▸ **What you need to do**
What you return must match the records character for character.

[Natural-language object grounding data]

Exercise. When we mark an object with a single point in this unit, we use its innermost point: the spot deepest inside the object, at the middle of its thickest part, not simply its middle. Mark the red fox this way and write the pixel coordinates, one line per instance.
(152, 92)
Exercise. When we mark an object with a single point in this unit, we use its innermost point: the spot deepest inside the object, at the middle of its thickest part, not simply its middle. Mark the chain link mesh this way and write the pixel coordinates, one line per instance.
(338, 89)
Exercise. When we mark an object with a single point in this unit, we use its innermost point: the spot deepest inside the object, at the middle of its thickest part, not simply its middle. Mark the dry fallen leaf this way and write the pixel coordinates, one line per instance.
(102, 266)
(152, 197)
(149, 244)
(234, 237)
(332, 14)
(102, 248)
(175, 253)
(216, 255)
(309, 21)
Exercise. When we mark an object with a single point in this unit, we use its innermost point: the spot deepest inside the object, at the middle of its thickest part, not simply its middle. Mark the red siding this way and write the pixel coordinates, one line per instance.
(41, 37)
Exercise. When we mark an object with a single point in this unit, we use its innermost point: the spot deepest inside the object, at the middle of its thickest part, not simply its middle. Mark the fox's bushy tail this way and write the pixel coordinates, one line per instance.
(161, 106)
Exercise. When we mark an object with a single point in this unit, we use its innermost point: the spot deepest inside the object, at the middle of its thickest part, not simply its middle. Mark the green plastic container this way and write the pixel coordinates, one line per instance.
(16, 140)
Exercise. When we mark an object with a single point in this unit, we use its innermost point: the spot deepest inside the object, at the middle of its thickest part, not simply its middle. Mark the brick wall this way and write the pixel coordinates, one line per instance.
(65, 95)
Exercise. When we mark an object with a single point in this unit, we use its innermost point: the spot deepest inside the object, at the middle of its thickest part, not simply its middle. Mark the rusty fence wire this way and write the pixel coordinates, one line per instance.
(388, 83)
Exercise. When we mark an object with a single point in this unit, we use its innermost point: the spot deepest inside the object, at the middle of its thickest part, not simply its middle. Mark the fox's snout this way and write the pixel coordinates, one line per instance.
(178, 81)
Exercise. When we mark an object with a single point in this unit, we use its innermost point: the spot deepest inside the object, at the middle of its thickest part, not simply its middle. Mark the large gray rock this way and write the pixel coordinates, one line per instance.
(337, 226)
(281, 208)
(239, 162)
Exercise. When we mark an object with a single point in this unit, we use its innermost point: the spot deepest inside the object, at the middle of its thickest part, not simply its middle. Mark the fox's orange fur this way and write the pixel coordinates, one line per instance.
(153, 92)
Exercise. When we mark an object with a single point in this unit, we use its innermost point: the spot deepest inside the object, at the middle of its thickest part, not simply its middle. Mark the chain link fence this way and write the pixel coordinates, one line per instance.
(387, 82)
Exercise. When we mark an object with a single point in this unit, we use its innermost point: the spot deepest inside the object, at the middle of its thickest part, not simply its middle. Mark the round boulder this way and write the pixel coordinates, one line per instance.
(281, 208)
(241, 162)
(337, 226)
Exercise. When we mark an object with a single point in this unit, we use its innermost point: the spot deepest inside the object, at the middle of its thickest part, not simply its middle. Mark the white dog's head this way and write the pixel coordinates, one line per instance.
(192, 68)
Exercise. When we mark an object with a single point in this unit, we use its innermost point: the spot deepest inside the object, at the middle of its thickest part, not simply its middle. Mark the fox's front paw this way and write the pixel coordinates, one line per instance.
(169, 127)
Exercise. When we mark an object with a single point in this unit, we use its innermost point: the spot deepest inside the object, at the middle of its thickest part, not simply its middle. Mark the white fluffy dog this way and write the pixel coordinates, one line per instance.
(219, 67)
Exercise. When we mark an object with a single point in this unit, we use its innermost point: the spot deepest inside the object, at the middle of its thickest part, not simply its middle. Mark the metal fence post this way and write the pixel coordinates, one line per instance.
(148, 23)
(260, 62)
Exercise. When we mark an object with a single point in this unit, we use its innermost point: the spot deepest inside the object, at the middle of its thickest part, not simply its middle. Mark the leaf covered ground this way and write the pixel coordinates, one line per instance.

▸ **Solution for this problem**
Exercise. When we mark an object with a single point in this unit, we use its innermost point: the spot deepest inside the object, at the middle of its thickest part, not simply its middle. Mark the red fox this way and write the pixel coordinates, one line per instance.
(152, 92)
Exercise. When we mark an object with a single point in this unit, we use its innermost point: the spot deepest inside the object, at the middle of its thickest part, not simply its middle. Mark the chain link mesh this way and write the pixel coordinates, one line per instance.
(338, 89)
Exercise. When we mark an object with a single point in this unit, we use its innermost point: the spot deepest inside the object, at the middle of its thickest part, not simply its middle. Mark the dry fallen leaf this way and write the pixel coordinates, one line per instance.
(102, 266)
(152, 197)
(149, 244)
(234, 237)
(332, 14)
(102, 248)
(175, 253)
(216, 255)
(309, 21)
Exercise. When we mark an object with a single point in this unit, we use its innermost point: the spot deepest inside the object, at the middle of its thickest part, not simply its middle. Mark the red siding this way and write the pixel coordinates, one line per instance.
(41, 37)
Exercise. When we mark an object with a single point in this unit, we use its innermost point: the spot deepest inside the object, at the middle of its thickest part, not simply its middle. Mark the fox's bushy tail this way and write the pixel coordinates, one line per instance.
(161, 106)
Exercise. When we mark an object with a single point in this unit, we use its innermost point: the spot deepest inside the object, at the middle of its thickest part, not simply its middle. Mark the green plastic container this way and write the pixel coordinates, one line per instance.
(16, 140)
Exercise. When we mark an object with a single point in this unit, we use its innermost point: the spot deepest inside the object, at the middle of its thickest part, not simply its middle. Mark the brick wall this way and write the pixel coordinates, one line per instance.
(65, 95)
Exercise. When we mark an object with a single point in this unit, we use its innermost point: the spot deepest inside the object, at the middle of its thickest part, not simply its middle. Mark the rusty fence wire this way and write the pixel coordinates, one line per instance.
(388, 83)
Exercise. When we mark an object with a single point in this unit, we use its innermost point: the spot deepest inside the object, at the middle of its thickest part, not simply its middle. Mark the fox's snout this way and write the pixel coordinates, one line per instance.
(178, 81)
Exercise. When we mark an object with a single point in this unit, we use its innermost point: the spot deepest inside the object, at the middle of its thickest part, not simply its middle. Mark the large gray rock this way and write the pixel coordinates, one line per instance.
(337, 226)
(281, 208)
(239, 162)
Exercise. When we mark an object with a single point in this unit, we use its innermost point: the spot deepest inside the object, at the middle of its thickest part, not simply its middle. Mark the fox's orange fur this way and write the pixel coordinates, one line per instance.
(153, 92)
Exercise. When we mark an object with a single point in this unit, we use its innermost point: the spot deepest inside the object, at the middle of its thickest part, not simply its middle. Mark the chain link fence this way and write the pixel coordinates, one line per instance.
(387, 82)
Exercise. When we mark an object with a single point in this unit, we use its innermost point: the spot deepest inside the object, at the middle of its thickest part, not simply its middle. Mark the round boulder this way and write the pixel coordinates, one line per instance.
(281, 208)
(241, 162)
(337, 226)
Exercise. When we mark an object with a single point in this unit, we use its innermost point: the spot deepest inside the object, at the middle of its thickest part, not simply its middle. Mark the white dog's head this way and write the pixel coordinates, one line per instance.
(192, 68)
Exercise. When we mark an object with a single point in this unit, we use its innermost point: the spot deepest inside the object, at the middle of its thickest part, not simply its middle. Mark the fox's front paw this way and write the pixel coordinates, one line per instance.
(169, 127)
Exercise. When we mark an object with a single point in this unit, we use its innermost point: the spot deepest inside the object, at the middle of its thickest part, not simply its middle. Mark the white fluffy dog this way and write the pixel coordinates, one line per instance.
(219, 67)
Exercise. When we mark an object with a single point in this unit, we use its innermost point: the spot deepest inside the object, at the middle of its thickest part, not simply its middle. Mark the metal fence post this way and write the pixel coordinates, one line per instance.
(148, 23)
(260, 62)
Exercise. When we mark an object with a single point in this unit, we use its innermost point: the spot deepest inside the object, at the middle of its thickest part, not simply its middle. Mark the leaf covered ground this way and write the pixel coordinates, one line per instance.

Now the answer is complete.